--- START OF Record list ---
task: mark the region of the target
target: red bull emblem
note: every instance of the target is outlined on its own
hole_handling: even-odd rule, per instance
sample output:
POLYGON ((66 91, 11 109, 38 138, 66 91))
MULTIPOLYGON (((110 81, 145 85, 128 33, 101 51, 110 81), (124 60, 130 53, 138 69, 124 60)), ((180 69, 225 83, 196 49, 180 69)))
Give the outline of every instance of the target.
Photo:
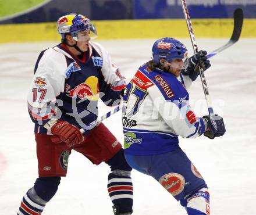
POLYGON ((87 98, 90 101, 97 101, 99 98, 98 79, 95 76, 89 77, 84 83, 70 89, 70 86, 66 84, 66 92, 68 97, 78 96, 80 99, 87 98))
POLYGON ((35 84, 35 86, 40 88, 46 85, 45 78, 40 77, 37 77, 34 83, 35 84))
POLYGON ((59 23, 61 24, 61 23, 66 23, 69 20, 67 20, 67 17, 63 17, 62 19, 61 19, 59 21, 59 23))
POLYGON ((170 50, 173 44, 170 42, 159 42, 157 45, 157 48, 159 49, 170 50))

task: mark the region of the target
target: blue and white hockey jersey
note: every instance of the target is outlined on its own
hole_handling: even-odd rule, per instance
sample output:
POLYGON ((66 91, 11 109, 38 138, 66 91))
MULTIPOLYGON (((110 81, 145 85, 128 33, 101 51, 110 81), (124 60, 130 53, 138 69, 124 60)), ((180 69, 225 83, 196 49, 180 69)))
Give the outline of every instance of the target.
POLYGON ((147 64, 140 67, 126 88, 122 122, 126 153, 155 155, 175 149, 178 135, 195 138, 205 128, 189 103, 185 86, 191 81, 179 79, 147 64))
POLYGON ((45 126, 56 119, 88 130, 95 126, 99 98, 109 106, 120 102, 125 78, 101 45, 90 42, 88 50, 80 59, 61 44, 40 53, 28 96, 35 132, 51 134, 45 126))

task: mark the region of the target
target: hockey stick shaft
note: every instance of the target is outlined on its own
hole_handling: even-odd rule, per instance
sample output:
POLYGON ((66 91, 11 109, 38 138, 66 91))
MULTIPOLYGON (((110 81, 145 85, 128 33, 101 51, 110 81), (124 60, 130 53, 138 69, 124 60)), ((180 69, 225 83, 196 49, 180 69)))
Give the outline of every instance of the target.
MULTIPOLYGON (((103 120, 105 120, 106 119, 109 117, 111 116, 112 116, 115 113, 118 112, 121 109, 122 109, 122 104, 120 104, 119 105, 117 106, 116 107, 113 108, 111 111, 105 113, 102 116, 101 116, 101 117, 97 119, 96 120, 94 121, 93 122, 91 123, 90 124, 90 126, 93 126, 93 125, 98 125, 99 123, 101 123, 103 120)), ((86 130, 83 128, 81 128, 80 130, 81 132, 83 134, 84 133, 86 130)))
POLYGON ((237 8, 234 12, 234 28, 230 39, 226 44, 208 54, 207 58, 214 56, 238 41, 241 35, 243 20, 243 10, 241 8, 237 8))
MULTIPOLYGON (((191 41, 192 42, 194 52, 195 54, 198 52, 198 47, 197 46, 195 42, 195 37, 194 34, 194 30, 192 26, 192 23, 191 21, 189 13, 189 10, 187 9, 187 3, 186 0, 180 0, 182 2, 182 9, 183 10, 184 16, 187 23, 187 28, 189 28, 189 32, 190 36, 191 41)), ((207 84, 206 82, 205 77, 204 76, 204 70, 201 66, 199 66, 199 71, 201 77, 201 81, 202 83, 202 88, 204 89, 204 95, 205 100, 207 103, 207 107, 210 115, 214 114, 214 110, 212 109, 212 102, 211 98, 209 95, 209 91, 208 89, 207 84)))

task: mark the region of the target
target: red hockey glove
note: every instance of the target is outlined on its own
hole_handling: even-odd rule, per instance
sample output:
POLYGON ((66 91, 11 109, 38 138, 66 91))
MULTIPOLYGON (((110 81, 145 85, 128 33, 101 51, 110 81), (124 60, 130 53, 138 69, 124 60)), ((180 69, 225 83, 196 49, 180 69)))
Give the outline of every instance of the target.
POLYGON ((66 121, 57 121, 51 128, 54 135, 51 139, 55 144, 64 142, 69 147, 79 144, 84 139, 84 137, 76 126, 66 121))

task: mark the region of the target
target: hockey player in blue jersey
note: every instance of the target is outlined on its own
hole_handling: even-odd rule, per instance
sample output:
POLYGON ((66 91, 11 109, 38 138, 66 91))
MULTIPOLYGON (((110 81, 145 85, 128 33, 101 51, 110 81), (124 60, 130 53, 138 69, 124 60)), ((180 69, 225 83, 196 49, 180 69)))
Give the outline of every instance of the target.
--- END OF Record list ---
▶ **Given problem**:
From the records above, pick out every line that contains the word "jersey", matching case exactly.

▶ **Result**:
target: blue and white hockey jersey
target: hockey player in blue jersey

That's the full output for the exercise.